_Excerpt provided_
* START *

An Impeachable Offense? Bush Admits Authorizing NSA to Eavesdrop on Americans Without Court Approval

Interview with Amy Goodman

Democracy Now broadcast transcript -- EXCERPT

http://www.democracynow.org/article.pl?sid=05/12/19/1515212

James Bamford, investigative journalist and author of several books including the first book ever written about the National Security Agency called "The Puzzle Palace : Inside America's Most Secret Intelligence Organization." He is also author of "Body of Secrets: Anatomy of the Ultra-Secret National Security Agency"; and most recently, "A Pretext for War: 9/11, Iraq, and the Abuse of America's Intelligence Agencies."

AMY GOODMAN: James Bamford, if you could explain how exactly the surveillance happens, how does it work at the NSA? What was allowed before, in terms of monitoring overseas conversations, and where are these listening devices?

JAMES BAMFORD: <snip> Now, the way the NSA actually does its eavesdropping, is it -- if you think about the FBI being sort of a retail eavesdropper, they will go from house to house or put a bug on a central telephone company’s office for where a person happens to have their junction box, or whatever. The NSA, on the other hand, does it wholesale, where they take entire streams of communications coming down from satellites, which can contain millions of communications, and they sort of intercept those communications with large dishes and filter the information through very quick computers that are loaded with names of people, words that they're looking for, and at one point they -- one listening post in the central part of England, for example, they intercept two million pieces of communications an hour. So that's emails, faxes, telephone calls, cellular calls and so forth. So, it's an enormous amount of eavesdropping, and Senator Frank Church, back in the mid-70s, when he was conducting his investigation of NSA, said that if NSA's technology were ever turned on the American public, there would be no place to hide.

* END *

_Exercise directions_
Return the NSA eavesdropping transcript in full, reproduced word for word. The data placed after the NSA eavesdropping transcript has no role in this.

_Provided material_
* START *

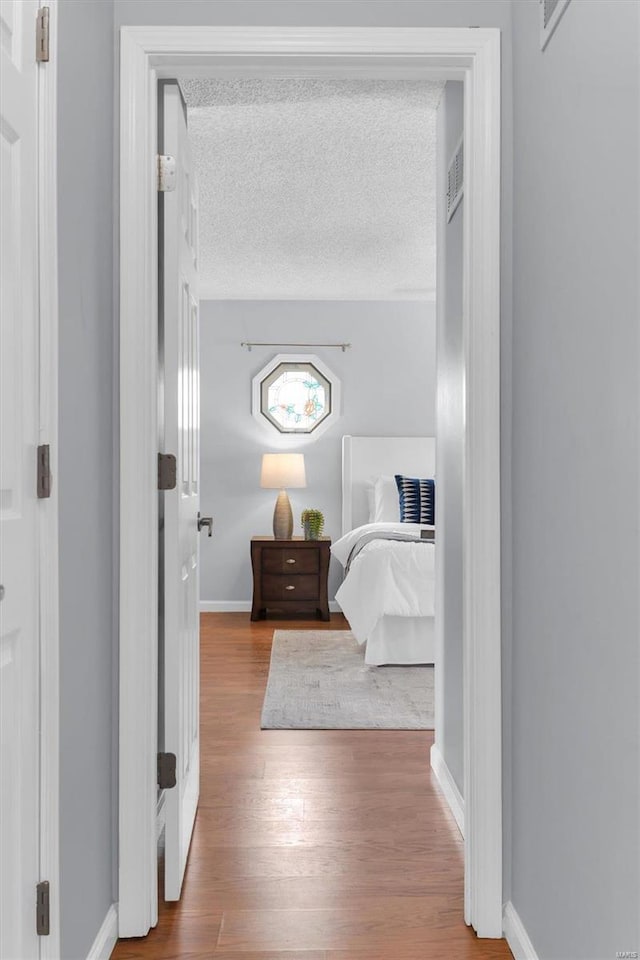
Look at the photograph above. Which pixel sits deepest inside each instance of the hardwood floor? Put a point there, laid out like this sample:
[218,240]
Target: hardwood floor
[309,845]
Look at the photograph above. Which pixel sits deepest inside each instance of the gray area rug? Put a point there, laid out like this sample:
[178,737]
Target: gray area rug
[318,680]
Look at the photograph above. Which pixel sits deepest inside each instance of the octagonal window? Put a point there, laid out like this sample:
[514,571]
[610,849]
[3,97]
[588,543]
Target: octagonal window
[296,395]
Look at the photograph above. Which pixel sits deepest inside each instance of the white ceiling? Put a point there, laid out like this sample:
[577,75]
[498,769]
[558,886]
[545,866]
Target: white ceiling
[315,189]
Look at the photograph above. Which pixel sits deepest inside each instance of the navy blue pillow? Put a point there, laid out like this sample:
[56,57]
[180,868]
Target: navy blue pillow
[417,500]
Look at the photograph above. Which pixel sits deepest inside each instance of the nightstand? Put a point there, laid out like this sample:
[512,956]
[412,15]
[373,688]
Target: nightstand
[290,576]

* END *
* START *

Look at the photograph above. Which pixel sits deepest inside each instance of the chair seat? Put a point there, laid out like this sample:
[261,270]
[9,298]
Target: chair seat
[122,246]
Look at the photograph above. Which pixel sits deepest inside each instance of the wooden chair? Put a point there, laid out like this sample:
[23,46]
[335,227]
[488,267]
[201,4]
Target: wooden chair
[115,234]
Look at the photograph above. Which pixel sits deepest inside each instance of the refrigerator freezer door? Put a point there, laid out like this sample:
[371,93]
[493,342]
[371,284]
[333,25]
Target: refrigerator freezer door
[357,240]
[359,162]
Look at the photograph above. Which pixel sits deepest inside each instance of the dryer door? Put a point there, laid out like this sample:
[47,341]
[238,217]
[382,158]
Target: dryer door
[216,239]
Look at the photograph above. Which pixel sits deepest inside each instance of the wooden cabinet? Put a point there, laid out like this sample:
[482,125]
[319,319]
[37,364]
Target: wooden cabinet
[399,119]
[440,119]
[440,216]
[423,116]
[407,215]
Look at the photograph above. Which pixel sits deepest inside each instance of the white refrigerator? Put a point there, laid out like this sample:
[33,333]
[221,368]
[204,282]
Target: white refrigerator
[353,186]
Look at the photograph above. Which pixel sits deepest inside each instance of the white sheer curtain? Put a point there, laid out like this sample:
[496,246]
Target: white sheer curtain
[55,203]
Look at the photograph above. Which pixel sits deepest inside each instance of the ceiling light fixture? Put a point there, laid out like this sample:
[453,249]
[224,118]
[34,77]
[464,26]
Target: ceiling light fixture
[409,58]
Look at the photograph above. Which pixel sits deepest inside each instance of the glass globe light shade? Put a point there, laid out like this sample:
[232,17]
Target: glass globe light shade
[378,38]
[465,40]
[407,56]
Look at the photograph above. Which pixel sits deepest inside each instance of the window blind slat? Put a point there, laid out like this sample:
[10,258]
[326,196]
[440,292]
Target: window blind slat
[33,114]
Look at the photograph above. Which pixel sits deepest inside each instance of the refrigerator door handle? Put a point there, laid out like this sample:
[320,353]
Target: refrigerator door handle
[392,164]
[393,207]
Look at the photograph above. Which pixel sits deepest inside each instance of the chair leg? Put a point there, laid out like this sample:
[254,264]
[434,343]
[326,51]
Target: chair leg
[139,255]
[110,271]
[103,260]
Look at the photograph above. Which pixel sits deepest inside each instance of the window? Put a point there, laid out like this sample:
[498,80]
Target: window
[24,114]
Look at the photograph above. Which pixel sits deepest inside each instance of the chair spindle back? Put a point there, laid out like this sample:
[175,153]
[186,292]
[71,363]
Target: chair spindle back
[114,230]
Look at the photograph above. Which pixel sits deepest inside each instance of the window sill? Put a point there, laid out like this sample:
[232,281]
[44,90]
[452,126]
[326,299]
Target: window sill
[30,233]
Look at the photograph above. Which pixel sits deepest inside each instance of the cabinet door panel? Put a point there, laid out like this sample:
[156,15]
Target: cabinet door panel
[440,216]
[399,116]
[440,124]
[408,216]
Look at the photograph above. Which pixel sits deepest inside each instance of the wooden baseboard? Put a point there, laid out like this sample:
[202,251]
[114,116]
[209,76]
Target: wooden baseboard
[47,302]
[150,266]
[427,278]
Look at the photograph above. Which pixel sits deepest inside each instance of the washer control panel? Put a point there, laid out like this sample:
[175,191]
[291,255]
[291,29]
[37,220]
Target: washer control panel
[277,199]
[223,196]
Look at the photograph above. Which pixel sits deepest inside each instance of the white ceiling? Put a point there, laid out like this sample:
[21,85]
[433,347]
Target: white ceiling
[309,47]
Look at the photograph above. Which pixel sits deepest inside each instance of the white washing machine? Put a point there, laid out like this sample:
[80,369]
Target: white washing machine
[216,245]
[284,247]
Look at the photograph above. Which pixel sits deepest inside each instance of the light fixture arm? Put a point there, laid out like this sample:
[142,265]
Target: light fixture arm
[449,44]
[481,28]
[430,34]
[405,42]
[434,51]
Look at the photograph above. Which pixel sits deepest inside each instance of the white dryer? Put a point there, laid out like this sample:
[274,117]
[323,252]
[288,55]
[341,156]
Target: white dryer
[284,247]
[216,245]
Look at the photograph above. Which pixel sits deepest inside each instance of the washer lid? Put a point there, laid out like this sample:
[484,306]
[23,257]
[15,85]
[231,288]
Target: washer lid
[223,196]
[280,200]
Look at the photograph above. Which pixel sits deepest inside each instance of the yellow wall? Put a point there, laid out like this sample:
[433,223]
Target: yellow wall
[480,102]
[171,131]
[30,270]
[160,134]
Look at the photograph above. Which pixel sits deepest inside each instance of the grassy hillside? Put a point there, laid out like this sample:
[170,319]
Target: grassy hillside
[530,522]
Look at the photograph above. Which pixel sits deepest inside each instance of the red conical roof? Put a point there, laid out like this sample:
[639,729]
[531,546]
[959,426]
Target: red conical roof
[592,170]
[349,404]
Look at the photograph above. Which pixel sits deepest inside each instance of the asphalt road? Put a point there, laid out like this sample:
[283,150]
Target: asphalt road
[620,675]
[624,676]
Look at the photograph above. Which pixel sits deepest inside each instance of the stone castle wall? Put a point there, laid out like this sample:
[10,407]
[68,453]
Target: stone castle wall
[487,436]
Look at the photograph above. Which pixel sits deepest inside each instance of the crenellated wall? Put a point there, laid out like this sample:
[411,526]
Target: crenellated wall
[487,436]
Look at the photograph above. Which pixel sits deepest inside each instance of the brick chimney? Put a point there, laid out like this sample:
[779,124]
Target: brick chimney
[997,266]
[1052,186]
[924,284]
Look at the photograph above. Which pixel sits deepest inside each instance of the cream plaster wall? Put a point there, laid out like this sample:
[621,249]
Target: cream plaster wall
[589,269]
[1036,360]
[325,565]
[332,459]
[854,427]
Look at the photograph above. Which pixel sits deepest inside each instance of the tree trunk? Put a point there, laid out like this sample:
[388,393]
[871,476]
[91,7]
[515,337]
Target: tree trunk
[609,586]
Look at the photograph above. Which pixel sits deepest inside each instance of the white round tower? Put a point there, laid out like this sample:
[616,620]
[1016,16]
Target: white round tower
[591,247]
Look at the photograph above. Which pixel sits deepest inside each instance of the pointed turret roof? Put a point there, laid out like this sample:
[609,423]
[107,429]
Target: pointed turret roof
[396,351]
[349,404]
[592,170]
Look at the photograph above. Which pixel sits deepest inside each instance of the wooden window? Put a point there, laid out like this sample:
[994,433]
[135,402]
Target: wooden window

* END *
* START *

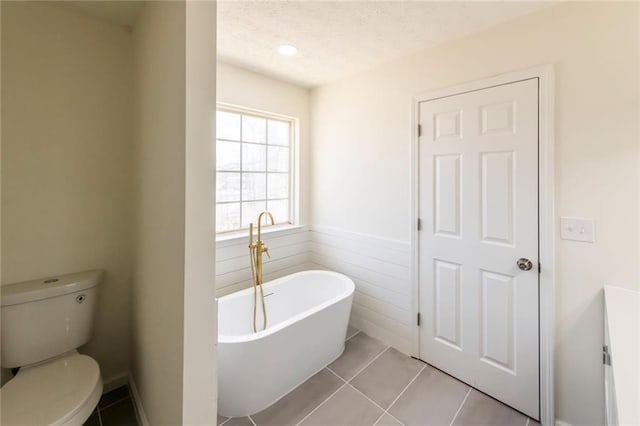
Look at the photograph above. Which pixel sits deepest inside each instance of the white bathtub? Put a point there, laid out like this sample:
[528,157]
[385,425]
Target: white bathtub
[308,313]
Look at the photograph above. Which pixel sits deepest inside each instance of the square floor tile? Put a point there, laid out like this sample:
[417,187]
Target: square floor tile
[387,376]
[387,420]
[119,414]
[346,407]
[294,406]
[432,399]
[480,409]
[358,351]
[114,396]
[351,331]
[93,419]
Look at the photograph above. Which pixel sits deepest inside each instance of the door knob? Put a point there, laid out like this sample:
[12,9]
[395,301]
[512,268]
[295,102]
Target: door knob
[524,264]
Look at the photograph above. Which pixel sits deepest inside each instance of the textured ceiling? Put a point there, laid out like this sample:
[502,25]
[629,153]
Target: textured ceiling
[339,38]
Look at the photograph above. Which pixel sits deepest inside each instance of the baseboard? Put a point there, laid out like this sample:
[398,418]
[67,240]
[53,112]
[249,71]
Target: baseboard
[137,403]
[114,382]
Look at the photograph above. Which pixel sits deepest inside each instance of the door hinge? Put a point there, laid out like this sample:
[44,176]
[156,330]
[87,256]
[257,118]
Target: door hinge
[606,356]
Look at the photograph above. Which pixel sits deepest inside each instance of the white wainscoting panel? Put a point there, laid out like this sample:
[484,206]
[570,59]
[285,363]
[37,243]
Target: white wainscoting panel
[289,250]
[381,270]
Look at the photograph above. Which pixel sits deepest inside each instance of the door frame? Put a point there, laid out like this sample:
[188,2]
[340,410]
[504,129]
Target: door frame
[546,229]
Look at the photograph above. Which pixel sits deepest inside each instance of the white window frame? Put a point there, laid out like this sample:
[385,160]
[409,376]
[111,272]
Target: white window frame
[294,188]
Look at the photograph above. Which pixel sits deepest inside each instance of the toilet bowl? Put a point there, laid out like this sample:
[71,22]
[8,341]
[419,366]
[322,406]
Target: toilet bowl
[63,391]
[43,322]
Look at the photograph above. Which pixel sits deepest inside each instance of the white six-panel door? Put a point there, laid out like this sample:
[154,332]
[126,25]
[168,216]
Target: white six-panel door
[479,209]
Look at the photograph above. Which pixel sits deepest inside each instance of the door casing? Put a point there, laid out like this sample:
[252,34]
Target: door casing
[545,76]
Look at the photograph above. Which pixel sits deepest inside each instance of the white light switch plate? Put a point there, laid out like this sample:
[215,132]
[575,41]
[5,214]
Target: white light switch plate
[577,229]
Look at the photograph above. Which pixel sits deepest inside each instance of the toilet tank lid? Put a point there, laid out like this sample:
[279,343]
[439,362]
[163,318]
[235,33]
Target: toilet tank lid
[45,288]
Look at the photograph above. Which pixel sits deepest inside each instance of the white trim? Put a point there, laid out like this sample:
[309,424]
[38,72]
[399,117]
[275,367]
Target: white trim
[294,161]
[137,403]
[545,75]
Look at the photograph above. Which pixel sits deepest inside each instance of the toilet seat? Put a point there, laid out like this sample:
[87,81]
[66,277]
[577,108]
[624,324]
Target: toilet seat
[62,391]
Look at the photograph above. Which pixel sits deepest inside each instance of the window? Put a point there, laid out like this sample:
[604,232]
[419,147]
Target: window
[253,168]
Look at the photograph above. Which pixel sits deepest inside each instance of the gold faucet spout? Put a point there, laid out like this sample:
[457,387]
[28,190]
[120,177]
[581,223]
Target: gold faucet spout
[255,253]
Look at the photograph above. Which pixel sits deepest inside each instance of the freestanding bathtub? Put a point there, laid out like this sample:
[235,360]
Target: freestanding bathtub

* END *

_Written solution_
An Impeachable Offense? Bush Admits Authorizing NSA to Eavesdrop on Americans Without Court Approval

Interview with Amy Goodman

Democracy Now broadcast transcript -- EXCERPT

http://www.democracynow.org/article.pl?sid=05/12/19/1515212

James Bamford, investigative journalist and author of several books including the first book ever written about the National Security Agency called "The Puzzle Palace : Inside America's Most Secret Intelligence Organization." He is also author of "Body of Secrets: Anatomy of the Ultra-Secret National Security Agency"; and most recently, "A Pretext for War: 9/11, Iraq, and the Abuse of America's Intelligence Agencies."

AMY GOODMAN: James Bamford, if you could explain how exactly the surveillance happens, how does it work at the NSA? What was allowed before, in terms of monitoring overseas conversations, and where are these listening devices?

JAMES BAMFORD: <snip> Now, the way the NSA actually does its eavesdropping, is it -- if you think about the FBI being sort of a retail eavesdropper, they will go from house to house or put a bug on a central telephone company’s office for where a person happens to have their junction box, or whatever. The NSA, on the other hand, does it wholesale, where they take entire streams of communications coming down from satellites, which can contain millions of communications, and they sort of intercept those communications with large dishes and filter the information through very quick computers that are loaded with names of people, words that they're looking for, and at one point they -- one listening post in the central part of England, for example, they intercept two million pieces of communications an hour. So that's emails, faxes, telephone calls, cellular calls and so forth. So, it's an enormous amount of eavesdropping, and Senator Frank Church, back in the mid-70s, when he was conducting his investigation of NSA, said that if NSA's technology were ever turned on the American public, there would be no place to hide.